### Given records:
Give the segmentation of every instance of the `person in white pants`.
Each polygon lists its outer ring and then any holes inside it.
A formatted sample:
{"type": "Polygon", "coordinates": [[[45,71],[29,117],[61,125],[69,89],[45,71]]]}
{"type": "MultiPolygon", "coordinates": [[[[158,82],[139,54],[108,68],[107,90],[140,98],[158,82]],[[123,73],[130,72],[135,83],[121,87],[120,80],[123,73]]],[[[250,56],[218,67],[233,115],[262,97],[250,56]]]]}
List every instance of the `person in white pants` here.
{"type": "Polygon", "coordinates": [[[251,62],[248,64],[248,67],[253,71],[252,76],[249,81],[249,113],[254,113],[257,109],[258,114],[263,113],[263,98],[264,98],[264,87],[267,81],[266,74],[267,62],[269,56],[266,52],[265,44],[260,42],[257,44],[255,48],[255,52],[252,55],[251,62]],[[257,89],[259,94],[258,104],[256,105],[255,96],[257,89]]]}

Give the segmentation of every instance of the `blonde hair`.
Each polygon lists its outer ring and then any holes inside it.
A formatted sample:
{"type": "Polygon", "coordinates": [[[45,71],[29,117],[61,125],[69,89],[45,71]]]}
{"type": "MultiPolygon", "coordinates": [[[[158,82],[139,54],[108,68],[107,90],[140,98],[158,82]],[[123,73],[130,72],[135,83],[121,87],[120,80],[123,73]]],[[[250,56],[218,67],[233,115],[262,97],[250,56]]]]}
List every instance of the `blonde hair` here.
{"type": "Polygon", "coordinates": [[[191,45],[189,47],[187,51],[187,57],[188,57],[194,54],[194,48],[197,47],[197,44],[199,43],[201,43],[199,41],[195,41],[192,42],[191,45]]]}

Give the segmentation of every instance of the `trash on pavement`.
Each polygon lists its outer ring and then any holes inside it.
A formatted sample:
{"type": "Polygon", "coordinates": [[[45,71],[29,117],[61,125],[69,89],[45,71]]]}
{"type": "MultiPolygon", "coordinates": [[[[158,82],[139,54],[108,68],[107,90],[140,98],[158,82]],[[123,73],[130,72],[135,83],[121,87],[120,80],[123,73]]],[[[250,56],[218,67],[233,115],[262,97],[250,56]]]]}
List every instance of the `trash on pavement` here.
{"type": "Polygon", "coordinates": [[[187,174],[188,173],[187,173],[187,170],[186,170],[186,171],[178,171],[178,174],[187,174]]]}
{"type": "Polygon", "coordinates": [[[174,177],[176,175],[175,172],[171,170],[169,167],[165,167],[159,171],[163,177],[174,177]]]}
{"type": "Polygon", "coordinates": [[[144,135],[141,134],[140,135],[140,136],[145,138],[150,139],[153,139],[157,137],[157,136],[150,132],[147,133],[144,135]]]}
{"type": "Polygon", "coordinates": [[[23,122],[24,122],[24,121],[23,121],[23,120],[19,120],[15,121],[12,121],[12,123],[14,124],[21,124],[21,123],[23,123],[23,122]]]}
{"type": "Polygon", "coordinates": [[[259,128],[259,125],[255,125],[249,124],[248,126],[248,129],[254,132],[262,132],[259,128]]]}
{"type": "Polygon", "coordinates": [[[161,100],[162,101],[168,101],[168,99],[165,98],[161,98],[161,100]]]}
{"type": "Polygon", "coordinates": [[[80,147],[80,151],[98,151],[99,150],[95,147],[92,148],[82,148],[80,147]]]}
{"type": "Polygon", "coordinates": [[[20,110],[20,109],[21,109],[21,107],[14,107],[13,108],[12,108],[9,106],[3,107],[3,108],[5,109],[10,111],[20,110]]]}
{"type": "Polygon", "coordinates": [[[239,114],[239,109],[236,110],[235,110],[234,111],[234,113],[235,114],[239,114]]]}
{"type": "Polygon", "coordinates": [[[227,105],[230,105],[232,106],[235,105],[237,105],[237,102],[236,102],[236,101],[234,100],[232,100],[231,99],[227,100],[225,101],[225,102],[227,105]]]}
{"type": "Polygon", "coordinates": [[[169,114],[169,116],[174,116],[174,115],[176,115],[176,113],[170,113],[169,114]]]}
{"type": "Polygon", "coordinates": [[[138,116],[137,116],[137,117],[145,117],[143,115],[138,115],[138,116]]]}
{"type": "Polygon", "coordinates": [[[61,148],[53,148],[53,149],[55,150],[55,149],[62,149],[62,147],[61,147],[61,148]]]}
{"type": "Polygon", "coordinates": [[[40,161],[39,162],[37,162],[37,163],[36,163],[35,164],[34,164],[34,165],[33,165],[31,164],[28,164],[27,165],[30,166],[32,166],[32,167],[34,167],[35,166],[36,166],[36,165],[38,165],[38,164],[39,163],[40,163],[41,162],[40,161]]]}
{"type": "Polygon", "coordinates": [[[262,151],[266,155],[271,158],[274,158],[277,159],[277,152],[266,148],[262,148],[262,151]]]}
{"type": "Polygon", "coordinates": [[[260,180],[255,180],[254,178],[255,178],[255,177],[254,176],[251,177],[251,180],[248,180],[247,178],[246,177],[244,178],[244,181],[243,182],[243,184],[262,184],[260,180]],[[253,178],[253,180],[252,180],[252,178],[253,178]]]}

### Aim of the task:
Copy out each line above that contains the string "blonde". Matching is case-sensitive.

### Answer below:
Give the segmentation of every instance of the `blonde hair`.
List every instance of the `blonde hair` here.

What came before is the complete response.